_JOBS:_
- a) Using the cafe smoothie story, decide whether each statement agrees with it, answering yes or no and quoting the words that settle it: (i) the smoothie the narrator wanted was made of kiwi and pineapple; (ii) the narrator ordered only a smoothie; (iii) the narrator was surprised to find silly fruit names on the menu.
- b) Extend the cafe smoothie story, picking up after its final line.
* START SOURCE EXCERPT *
I was in a cafe this morning and decided to have a smoothie.
This is not as easy as it sounds if you’re British, because we’re not as able to ask for ludicrously-named drinks as other nationals. Maybe it’s the accent (something else it’s hard to do with an English accent in particular is complain – you inevitably sound like an Imperial Officer in Star Wars threatening an Ewok. So you overcompensate, become embarrassed, and end up sounding like Hugh Grant trying to ask someone out in a 1990s British rom-com).
The smoothie in question was made of kiwi and pineapple. They had named it a ‘Naughty Crush’.
This is a challenge I have experienced before. The parade of coffee shops up and down the High Street do not serve ‘small’ or ‘large’ coffees. They serve ‘grande’ or ‘medio’ frothalottahunkyfunkychunkycheekyccinos. Ordering cocktails also involves similar linguistic acrobatics. So I was disturbed – but not surprised – to discover that the perfectly-usable names of fruit on the menu had been replaced by Strawberry Kiss, Carribean Way and, incomprehensibly, Bananarama Llama Farmer.
“Hi,” I said, determined to keep this engagement as sensible and silly-name-free as possible.
“Hello!” said the smiley cafe person. “What can I get for you?”
“I’ll have a double espresso and a kiwi and pineapple smoothie.”
“I’m afraid we don’t have any,” she said. And then after the briefest pause, added, “we have a Naughty Crush, though.”
I was not expecting this sly but subtle counter-attack. I took a moment to rally my thoughts, and then delivered my order with aplomb and free of silly names.
“I’ll have one of those then, please,” I said.
* END SOURCE EXCERPT *
* START DATA PROVIDED *
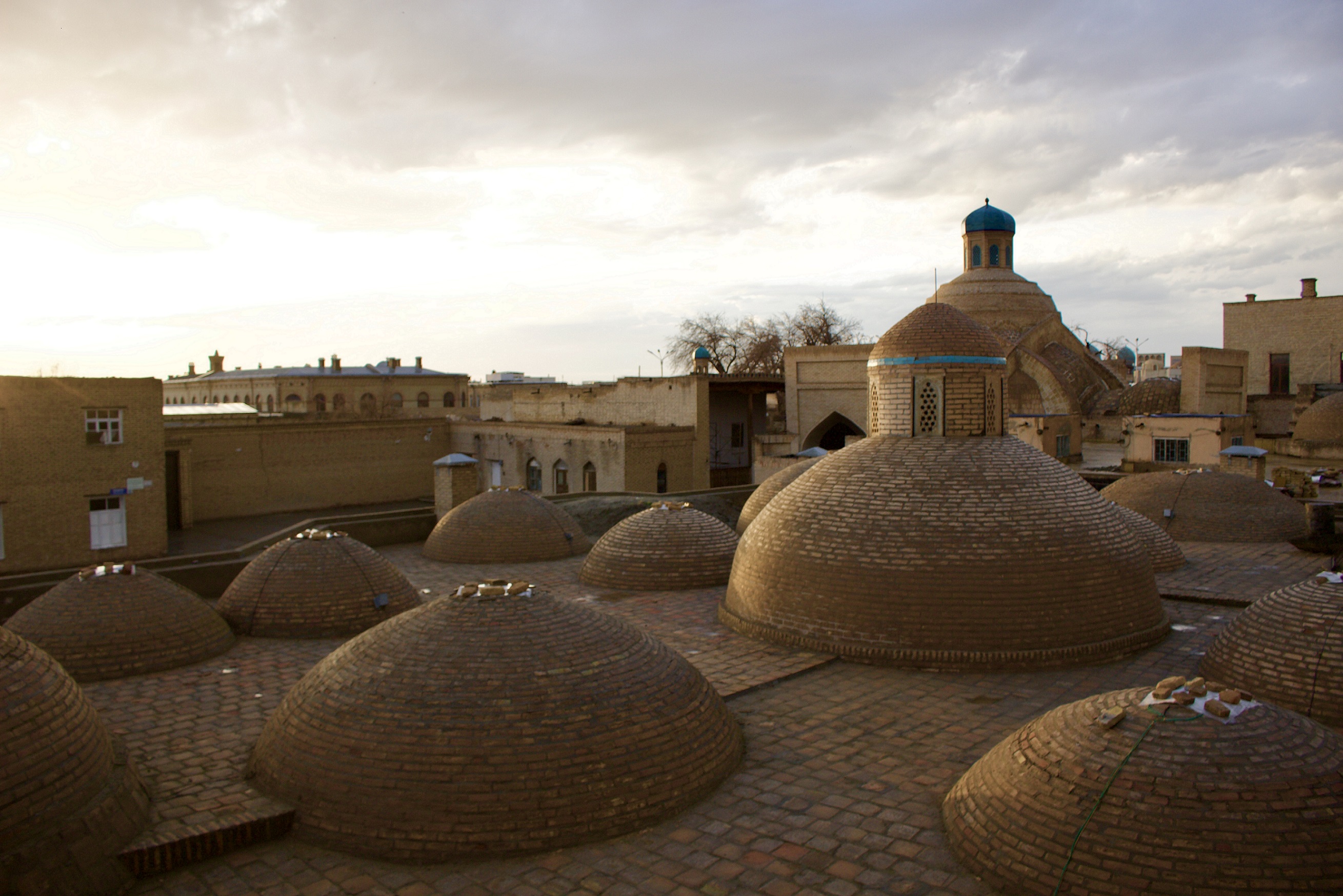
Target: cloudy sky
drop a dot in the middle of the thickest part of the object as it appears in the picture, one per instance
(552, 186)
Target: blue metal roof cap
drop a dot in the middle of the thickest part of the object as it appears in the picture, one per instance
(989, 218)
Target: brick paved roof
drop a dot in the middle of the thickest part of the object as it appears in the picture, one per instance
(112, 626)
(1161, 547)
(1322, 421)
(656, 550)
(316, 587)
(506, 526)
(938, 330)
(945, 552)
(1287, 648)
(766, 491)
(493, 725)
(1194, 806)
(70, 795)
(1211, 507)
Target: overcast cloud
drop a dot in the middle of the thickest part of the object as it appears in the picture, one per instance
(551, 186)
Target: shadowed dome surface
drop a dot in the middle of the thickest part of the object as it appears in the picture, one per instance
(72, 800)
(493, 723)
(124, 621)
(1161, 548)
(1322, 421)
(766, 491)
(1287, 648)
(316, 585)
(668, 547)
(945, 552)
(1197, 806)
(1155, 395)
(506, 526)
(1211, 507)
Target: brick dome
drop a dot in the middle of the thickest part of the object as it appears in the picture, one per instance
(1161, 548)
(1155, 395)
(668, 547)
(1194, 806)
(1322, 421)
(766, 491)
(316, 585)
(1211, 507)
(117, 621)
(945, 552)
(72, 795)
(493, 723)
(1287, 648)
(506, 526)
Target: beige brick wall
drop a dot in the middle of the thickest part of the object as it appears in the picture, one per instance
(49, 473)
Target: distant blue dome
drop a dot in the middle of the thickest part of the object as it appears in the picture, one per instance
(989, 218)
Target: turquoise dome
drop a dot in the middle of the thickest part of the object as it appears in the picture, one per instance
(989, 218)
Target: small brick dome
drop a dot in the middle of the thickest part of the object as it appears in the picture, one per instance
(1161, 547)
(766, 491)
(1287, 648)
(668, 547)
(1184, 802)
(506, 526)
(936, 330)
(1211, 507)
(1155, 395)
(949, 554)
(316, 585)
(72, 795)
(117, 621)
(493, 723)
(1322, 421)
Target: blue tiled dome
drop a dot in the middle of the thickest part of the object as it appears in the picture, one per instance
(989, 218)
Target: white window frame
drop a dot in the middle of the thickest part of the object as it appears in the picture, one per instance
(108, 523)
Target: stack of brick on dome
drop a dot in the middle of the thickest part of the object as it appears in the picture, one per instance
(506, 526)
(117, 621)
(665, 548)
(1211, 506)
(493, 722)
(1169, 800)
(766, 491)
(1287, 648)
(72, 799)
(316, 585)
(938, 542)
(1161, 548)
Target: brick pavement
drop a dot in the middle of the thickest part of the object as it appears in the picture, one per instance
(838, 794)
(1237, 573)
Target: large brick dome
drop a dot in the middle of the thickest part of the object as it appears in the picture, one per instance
* END DATA PROVIDED *
* START DATA PROVIDED *
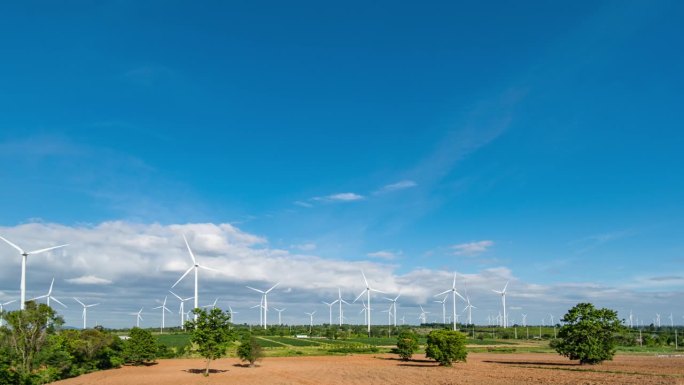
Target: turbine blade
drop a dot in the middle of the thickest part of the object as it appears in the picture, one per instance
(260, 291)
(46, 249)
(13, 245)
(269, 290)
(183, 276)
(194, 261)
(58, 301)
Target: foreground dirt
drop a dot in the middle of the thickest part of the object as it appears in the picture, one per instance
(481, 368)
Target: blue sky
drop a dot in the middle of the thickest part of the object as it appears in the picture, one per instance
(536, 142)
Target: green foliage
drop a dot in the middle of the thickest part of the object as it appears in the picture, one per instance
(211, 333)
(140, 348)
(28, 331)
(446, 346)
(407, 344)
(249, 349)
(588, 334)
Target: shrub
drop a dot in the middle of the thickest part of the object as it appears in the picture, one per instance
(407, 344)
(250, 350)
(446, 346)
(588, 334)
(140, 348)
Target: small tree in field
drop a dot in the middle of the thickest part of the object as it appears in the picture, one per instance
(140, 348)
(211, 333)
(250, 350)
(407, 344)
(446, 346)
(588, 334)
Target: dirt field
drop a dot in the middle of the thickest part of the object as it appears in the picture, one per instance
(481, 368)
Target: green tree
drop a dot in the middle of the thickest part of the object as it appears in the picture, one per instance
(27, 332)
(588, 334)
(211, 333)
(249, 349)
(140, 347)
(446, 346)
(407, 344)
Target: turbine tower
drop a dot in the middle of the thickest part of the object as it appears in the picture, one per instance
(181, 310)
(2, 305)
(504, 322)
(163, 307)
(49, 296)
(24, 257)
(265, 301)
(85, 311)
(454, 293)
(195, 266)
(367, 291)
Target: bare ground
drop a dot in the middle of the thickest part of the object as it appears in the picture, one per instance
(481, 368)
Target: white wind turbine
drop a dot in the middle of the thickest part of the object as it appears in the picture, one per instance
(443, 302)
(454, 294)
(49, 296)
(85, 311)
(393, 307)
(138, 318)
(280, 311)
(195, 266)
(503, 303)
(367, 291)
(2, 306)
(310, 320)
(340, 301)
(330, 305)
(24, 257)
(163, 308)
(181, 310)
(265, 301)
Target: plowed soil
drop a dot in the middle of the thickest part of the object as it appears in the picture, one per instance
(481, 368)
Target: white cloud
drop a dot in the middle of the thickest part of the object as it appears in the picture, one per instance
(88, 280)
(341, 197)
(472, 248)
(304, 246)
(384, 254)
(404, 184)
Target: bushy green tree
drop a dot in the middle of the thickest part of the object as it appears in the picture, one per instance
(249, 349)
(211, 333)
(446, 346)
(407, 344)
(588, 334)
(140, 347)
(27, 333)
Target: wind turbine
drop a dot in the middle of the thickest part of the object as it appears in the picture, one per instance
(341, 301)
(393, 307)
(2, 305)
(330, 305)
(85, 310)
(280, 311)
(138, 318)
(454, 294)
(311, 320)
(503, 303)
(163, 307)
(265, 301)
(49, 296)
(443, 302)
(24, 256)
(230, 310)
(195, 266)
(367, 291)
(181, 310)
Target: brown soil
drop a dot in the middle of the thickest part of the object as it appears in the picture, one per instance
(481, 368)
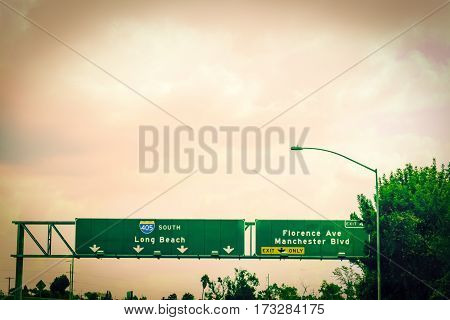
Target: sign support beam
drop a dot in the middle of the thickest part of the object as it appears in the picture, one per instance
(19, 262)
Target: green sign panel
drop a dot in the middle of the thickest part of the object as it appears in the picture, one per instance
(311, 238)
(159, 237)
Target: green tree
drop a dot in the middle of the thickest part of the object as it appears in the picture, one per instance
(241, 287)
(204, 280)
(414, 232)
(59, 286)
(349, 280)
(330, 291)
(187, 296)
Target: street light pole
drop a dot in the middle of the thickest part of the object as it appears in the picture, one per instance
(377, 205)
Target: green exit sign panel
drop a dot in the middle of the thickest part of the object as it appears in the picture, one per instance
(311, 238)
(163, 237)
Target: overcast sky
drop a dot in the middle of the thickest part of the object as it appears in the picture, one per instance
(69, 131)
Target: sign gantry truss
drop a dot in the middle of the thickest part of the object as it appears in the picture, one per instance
* END DATA PROVIDED *
_RESULTS OF THE TASKS:_
- a)
(i) Yes: "The smoothie in question was made of kiwi and pineapple."
(ii) No: "I’ll have a double espresso and a kiwi and pineapple smoothie."
(iii) No: "So I was disturbed – but not surprised – to discover that the perfectly-usable names of fruit on the menu had been replaced by Strawberry Kiss, Carribean Way and, incomprehensibly, Bananarama Llama Farmer."

- b)
(The espresso, by the way, came in a giant cup of such proportions that Wifey asked where the rest of the coffee was.)
What’s going on with all this tomfoolery is an attempt to heighten our customer experience. It’s about suggestion. Give a smoothie an edgy, trendy name and you feel edgy and trendy. Make someone order a coffee in Italian and they connect to an imagined Italian coffee experience. If Bananarama Llama Farmer – which is pulverised banana – was named accurately it would be called Baby Food With A Straw.
The church has, it seems, largely resisted the urge to re-name stuff to make it more attractive and influential (possibly because the church tends to largely resist everything). In fact our own name – Christians – wasn’t even a brand we came up with, but probably originally a derisive term coined by non-Christians. Presumably we’d have been happy to keep calling ourselves Not-Necessarily-Jews-But-We-Do-Buy-Into-The-Old-Testament-But-In-Support-Of-Our-Recognition-That- Jesus-Is-The-Messiah…ians.
At face value, this seems great. We’re authentic. We don’t need advertising executives to tell people about Jesus, we tell it like it is, right?
A Brand New World
What the branding world is on to is that the human mind cannot escape making associations between things it knows, and the new things it’s encountering. We short-cut. So the cafe wanted me to associate my Naughty Crush with a cheeky but pleasurable feeling – a deeper emotional connection than simply the taste of kiwis and pineapples.
So when we talk about God, or Jesus, or church, the people we talk to will automatically interpret them in the context of how they’ve been previously presented. And if that portrayal was negative, then what you’re saying is going to get viewed within that framework.
This blog has already ranted ad nauseam about the use of religious language, but there’s a couple of other things we need to watch out for.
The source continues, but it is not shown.